Goal: Locate each line in the entries below that contains the word "bird" and copy every such line in full.

Material to process:

-- begin --

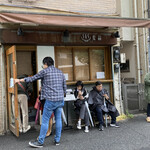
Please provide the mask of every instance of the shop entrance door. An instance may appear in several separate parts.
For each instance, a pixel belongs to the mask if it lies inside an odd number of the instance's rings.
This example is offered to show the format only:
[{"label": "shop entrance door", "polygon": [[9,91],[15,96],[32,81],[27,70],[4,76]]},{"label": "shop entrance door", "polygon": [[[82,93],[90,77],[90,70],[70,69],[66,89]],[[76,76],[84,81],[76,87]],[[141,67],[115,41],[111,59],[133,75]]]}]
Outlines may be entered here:
[{"label": "shop entrance door", "polygon": [[17,84],[14,85],[13,83],[13,79],[17,78],[16,46],[11,46],[6,50],[6,61],[7,61],[9,129],[17,137],[19,137]]}]

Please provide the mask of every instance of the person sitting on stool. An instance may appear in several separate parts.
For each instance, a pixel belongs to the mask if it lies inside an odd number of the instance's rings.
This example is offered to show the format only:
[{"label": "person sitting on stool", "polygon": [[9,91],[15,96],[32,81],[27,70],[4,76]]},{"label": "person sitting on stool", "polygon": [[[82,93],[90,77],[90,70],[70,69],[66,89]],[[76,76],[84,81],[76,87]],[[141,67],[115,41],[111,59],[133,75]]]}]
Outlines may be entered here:
[{"label": "person sitting on stool", "polygon": [[[99,121],[99,130],[103,131],[104,127],[104,119],[103,113],[108,113],[111,116],[111,124],[112,127],[119,127],[116,123],[116,117],[119,116],[118,110],[116,107],[110,102],[108,92],[103,89],[102,83],[97,81],[93,90],[90,91],[88,103],[90,105],[90,109],[97,114],[97,119]],[[105,98],[105,103],[104,103]],[[106,105],[105,105],[106,104]]]},{"label": "person sitting on stool", "polygon": [[81,129],[81,119],[84,119],[85,121],[85,132],[89,132],[89,115],[88,111],[85,106],[85,96],[87,95],[86,89],[83,87],[82,81],[77,81],[76,88],[74,91],[74,96],[77,98],[77,100],[74,102],[74,105],[76,106],[76,113],[79,114],[79,120],[77,124],[77,128]]}]

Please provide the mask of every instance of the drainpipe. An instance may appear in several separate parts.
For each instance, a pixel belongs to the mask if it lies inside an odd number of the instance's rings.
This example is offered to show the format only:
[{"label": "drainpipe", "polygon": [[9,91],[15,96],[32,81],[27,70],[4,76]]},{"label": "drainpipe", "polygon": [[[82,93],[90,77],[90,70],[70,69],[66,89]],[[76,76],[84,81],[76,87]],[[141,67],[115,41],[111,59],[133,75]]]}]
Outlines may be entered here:
[{"label": "drainpipe", "polygon": [[[134,15],[137,18],[137,0],[134,0]],[[137,69],[138,69],[138,83],[141,83],[140,74],[140,50],[139,50],[139,38],[138,38],[138,28],[135,28],[135,39],[136,39],[136,52],[137,52]]]},{"label": "drainpipe", "polygon": [[[148,0],[148,18],[150,18],[150,1],[149,0]],[[148,38],[148,52],[149,52],[149,49],[150,49],[150,29],[148,29],[148,32],[149,32],[148,33],[148,36],[149,36],[149,38]],[[149,58],[150,58],[150,56],[149,56]],[[149,64],[149,60],[148,60],[148,64]],[[148,66],[148,68],[149,68],[149,66]],[[149,69],[148,69],[148,72],[149,72]]]}]

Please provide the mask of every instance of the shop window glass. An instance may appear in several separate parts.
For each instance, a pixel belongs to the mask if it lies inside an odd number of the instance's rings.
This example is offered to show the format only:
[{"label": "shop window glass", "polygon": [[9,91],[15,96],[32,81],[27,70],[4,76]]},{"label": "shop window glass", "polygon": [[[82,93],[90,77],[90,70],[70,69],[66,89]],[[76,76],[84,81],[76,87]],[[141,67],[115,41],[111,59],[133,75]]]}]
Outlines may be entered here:
[{"label": "shop window glass", "polygon": [[104,63],[104,50],[92,49],[90,50],[90,67],[91,67],[91,78],[105,79],[105,63]]},{"label": "shop window glass", "polygon": [[74,50],[76,80],[89,80],[89,56],[87,50]]},{"label": "shop window glass", "polygon": [[73,81],[72,49],[59,48],[56,51],[56,55],[58,69],[64,73],[67,81]]}]

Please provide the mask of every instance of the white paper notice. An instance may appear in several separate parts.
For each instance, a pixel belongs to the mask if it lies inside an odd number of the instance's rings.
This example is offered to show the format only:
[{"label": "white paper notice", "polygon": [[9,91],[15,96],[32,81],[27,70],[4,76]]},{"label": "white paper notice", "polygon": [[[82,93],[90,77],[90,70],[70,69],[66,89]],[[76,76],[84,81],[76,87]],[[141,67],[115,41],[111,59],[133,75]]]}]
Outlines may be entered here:
[{"label": "white paper notice", "polygon": [[64,100],[65,101],[75,101],[76,98],[75,98],[74,94],[66,94],[66,97]]},{"label": "white paper notice", "polygon": [[97,79],[104,79],[105,78],[105,72],[96,72],[96,78]]},{"label": "white paper notice", "polygon": [[66,80],[68,80],[68,73],[64,73]]}]

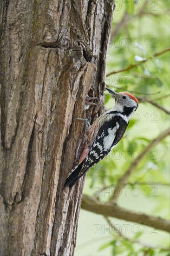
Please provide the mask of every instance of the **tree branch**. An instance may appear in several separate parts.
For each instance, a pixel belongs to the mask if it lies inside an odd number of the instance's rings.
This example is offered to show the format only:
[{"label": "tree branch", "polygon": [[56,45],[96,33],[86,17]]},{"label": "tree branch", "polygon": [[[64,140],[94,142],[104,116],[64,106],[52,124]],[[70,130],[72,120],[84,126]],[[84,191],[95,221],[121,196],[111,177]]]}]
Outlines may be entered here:
[{"label": "tree branch", "polygon": [[139,61],[137,63],[136,63],[135,64],[131,65],[131,66],[130,66],[129,67],[125,67],[125,68],[123,68],[122,69],[119,69],[119,70],[117,70],[117,71],[111,71],[111,72],[110,72],[108,74],[107,74],[106,76],[109,76],[109,75],[111,75],[111,74],[114,74],[117,73],[120,73],[121,72],[124,72],[124,71],[127,71],[127,70],[129,70],[130,69],[131,69],[131,68],[133,68],[134,67],[137,67],[137,66],[139,66],[139,65],[141,65],[142,63],[144,63],[144,62],[146,62],[146,61],[147,61],[149,60],[152,60],[154,59],[156,57],[158,57],[158,56],[160,56],[161,55],[163,54],[169,52],[170,51],[170,48],[168,48],[168,49],[165,49],[164,50],[163,50],[163,51],[161,51],[161,52],[159,52],[159,53],[157,53],[155,54],[153,56],[151,56],[149,57],[148,59],[146,60],[143,60],[141,61]]},{"label": "tree branch", "polygon": [[131,163],[131,165],[127,170],[126,172],[118,180],[113,195],[111,198],[111,201],[115,202],[117,201],[118,198],[118,195],[119,194],[120,191],[121,190],[121,189],[127,183],[130,176],[134,171],[141,161],[145,155],[146,153],[149,151],[150,148],[153,148],[153,147],[157,145],[157,144],[159,141],[168,136],[168,135],[169,135],[170,134],[170,130],[169,128],[168,128],[165,131],[163,131],[157,137],[151,141],[149,144],[149,145],[141,152],[139,157]]},{"label": "tree branch", "polygon": [[112,202],[102,202],[88,195],[83,195],[81,208],[104,216],[134,222],[170,232],[170,222],[168,220],[127,210]]}]

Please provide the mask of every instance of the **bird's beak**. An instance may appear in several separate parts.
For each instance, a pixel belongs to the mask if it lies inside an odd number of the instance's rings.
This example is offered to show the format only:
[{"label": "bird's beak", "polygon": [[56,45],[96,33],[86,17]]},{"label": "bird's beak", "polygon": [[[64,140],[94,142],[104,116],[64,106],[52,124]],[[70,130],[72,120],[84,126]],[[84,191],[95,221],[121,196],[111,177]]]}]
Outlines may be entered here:
[{"label": "bird's beak", "polygon": [[108,88],[106,88],[106,90],[108,90],[109,93],[111,94],[115,99],[117,99],[118,98],[119,95],[118,94],[116,93],[116,92],[114,92],[114,91],[112,91],[112,90],[111,90],[110,89],[108,89]]},{"label": "bird's beak", "polygon": [[96,99],[98,99],[96,97],[87,97],[85,99],[85,104],[86,105],[96,105],[96,103],[90,101],[92,100],[96,100]]}]

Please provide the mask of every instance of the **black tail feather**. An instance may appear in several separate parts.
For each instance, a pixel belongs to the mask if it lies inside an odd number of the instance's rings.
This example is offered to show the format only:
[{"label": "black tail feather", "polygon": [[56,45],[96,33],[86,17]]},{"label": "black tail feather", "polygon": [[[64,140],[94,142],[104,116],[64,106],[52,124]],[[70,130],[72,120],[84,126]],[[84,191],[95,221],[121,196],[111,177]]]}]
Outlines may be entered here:
[{"label": "black tail feather", "polygon": [[67,187],[69,187],[71,189],[74,185],[78,181],[79,179],[81,178],[82,175],[78,176],[81,168],[82,167],[83,162],[77,165],[77,168],[74,170],[67,177],[63,187],[63,190]]}]

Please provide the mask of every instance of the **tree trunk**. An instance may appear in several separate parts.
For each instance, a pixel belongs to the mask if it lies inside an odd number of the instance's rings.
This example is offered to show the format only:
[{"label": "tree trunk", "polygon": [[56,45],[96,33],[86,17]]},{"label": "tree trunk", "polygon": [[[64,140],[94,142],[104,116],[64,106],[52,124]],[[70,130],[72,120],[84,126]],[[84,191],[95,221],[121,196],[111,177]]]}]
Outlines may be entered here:
[{"label": "tree trunk", "polygon": [[[0,251],[72,255],[87,93],[103,95],[114,1],[2,0]],[[103,111],[102,98],[87,115]]]}]

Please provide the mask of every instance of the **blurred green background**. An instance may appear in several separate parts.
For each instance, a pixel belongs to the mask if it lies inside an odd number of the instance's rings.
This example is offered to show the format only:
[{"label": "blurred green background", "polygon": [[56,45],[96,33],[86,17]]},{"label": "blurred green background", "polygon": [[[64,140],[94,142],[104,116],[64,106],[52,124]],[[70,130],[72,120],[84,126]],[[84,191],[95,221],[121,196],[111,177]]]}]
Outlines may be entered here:
[{"label": "blurred green background", "polygon": [[[92,196],[96,188],[107,188],[99,195],[104,202],[109,200],[118,178],[138,155],[170,124],[170,1],[121,0],[115,4],[106,74],[135,66],[107,75],[105,83],[117,92],[131,92],[141,103],[121,141],[88,173],[84,194]],[[111,108],[114,100],[107,92],[105,96],[105,106]],[[118,205],[169,219],[169,163],[167,137],[141,161],[126,189],[122,189]],[[168,233],[109,219],[121,234],[104,216],[81,210],[75,256],[170,255],[166,249],[170,246]]]}]

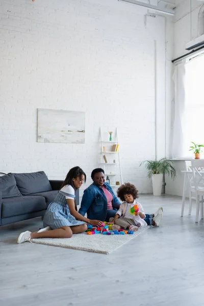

-- end --

Finished task:
Please provide the mask of every instance of the **bird's beak**. An instance may appear in several separate parts.
[{"label": "bird's beak", "polygon": [[56,45],[96,33],[86,17]]},{"label": "bird's beak", "polygon": [[[64,140],[94,142],[104,116],[64,106],[52,124]],[[70,130],[72,120],[84,126]],[[84,191],[95,221],[121,196],[111,177]]]}]
[{"label": "bird's beak", "polygon": [[108,88],[106,88],[106,90],[108,90],[109,93],[111,94],[115,99],[117,99],[118,98],[119,95],[118,94],[116,93],[116,92],[114,92],[114,91],[112,91],[112,90],[111,90],[110,89],[108,89]]},{"label": "bird's beak", "polygon": [[96,99],[98,99],[96,97],[87,97],[85,99],[85,104],[86,105],[96,105],[96,103],[90,101],[92,100],[96,100]]}]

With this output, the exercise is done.